Aim of the task => The entries are to be output in full, word for word.

Provided records =>
+++
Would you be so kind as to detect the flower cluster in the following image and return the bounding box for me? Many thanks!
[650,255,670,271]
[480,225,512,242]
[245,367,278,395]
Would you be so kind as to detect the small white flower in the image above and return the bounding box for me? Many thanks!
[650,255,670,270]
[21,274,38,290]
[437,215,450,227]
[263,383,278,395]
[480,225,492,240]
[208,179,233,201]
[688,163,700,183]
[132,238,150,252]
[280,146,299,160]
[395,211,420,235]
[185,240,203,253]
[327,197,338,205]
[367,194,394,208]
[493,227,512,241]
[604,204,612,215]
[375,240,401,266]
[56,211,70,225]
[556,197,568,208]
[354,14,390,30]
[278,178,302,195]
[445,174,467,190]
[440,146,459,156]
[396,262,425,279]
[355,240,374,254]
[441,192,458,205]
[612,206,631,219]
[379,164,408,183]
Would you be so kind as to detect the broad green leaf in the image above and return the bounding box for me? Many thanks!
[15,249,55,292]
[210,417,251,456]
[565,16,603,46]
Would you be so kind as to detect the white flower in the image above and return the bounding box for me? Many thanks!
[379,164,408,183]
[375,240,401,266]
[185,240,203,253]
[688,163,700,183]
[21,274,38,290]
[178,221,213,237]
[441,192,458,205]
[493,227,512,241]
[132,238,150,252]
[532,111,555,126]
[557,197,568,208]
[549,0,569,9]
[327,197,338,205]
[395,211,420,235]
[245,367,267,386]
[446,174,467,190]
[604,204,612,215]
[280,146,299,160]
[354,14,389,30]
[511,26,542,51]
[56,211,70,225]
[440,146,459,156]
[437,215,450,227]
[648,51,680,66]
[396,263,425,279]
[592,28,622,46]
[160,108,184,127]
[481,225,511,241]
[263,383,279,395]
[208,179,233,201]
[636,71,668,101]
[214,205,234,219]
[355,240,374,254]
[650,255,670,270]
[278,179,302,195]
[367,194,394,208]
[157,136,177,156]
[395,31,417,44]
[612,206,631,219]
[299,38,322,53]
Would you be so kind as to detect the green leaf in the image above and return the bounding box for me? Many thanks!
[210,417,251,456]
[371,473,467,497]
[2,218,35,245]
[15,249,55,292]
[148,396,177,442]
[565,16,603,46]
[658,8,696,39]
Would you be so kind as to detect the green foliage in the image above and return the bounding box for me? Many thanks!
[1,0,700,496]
+++
Answer space =>
Would you be so kind as to detect the flower cluster in the following image and return the bounding box for me? Many thanks!
[650,255,670,271]
[480,225,512,242]
[245,367,278,395]
Would you be so kind as to detect the small white flower in the image above and return the bounding box for me? Many thanks!
[650,255,670,270]
[21,274,38,290]
[437,215,450,227]
[263,383,278,395]
[480,225,492,240]
[208,179,233,201]
[688,163,700,183]
[132,238,150,252]
[280,146,299,160]
[395,211,420,235]
[185,240,203,253]
[327,197,338,205]
[367,194,394,208]
[493,227,512,241]
[604,204,612,215]
[375,240,401,266]
[56,211,70,225]
[556,197,568,208]
[354,14,390,30]
[278,178,302,195]
[445,174,467,190]
[440,146,459,156]
[396,262,425,279]
[355,240,374,254]
[441,192,458,205]
[612,206,631,219]
[379,164,408,183]
Would you be so kind as to detect the broad green leaf in the image above and return the bounding box for me? Many thanks!
[15,249,55,292]
[210,417,251,456]
[565,16,603,46]
Would you be so kind as to detect the white flower in the image above and return the bounding box for me? Many thanks!
[379,164,408,183]
[375,240,401,266]
[185,240,203,253]
[688,163,700,183]
[21,274,38,290]
[178,221,213,237]
[441,192,458,205]
[493,227,512,241]
[132,238,150,252]
[532,111,555,126]
[557,197,568,208]
[549,0,569,9]
[327,197,338,205]
[395,211,420,235]
[245,367,267,386]
[446,174,467,190]
[604,204,612,215]
[280,146,299,160]
[354,14,389,30]
[511,26,542,51]
[56,211,70,225]
[440,146,459,156]
[437,215,450,227]
[648,51,680,66]
[396,263,425,279]
[592,28,622,46]
[160,108,184,127]
[481,225,511,241]
[263,383,279,395]
[208,179,233,201]
[636,71,668,101]
[214,205,234,219]
[355,240,374,254]
[650,255,670,270]
[278,179,302,195]
[367,194,394,208]
[157,136,177,156]
[395,31,417,44]
[612,206,631,219]
[299,38,322,53]
Would you be so kind as to detect the green leaf in the image above and return the bounding box for me? Many thanks!
[210,417,251,456]
[371,473,467,497]
[2,218,35,245]
[15,249,55,292]
[148,396,177,442]
[565,16,603,46]
[658,8,696,39]
Would you be so kind as to detect the green foliage in the image above and return the bounding box for me? Many thanks!
[1,0,700,496]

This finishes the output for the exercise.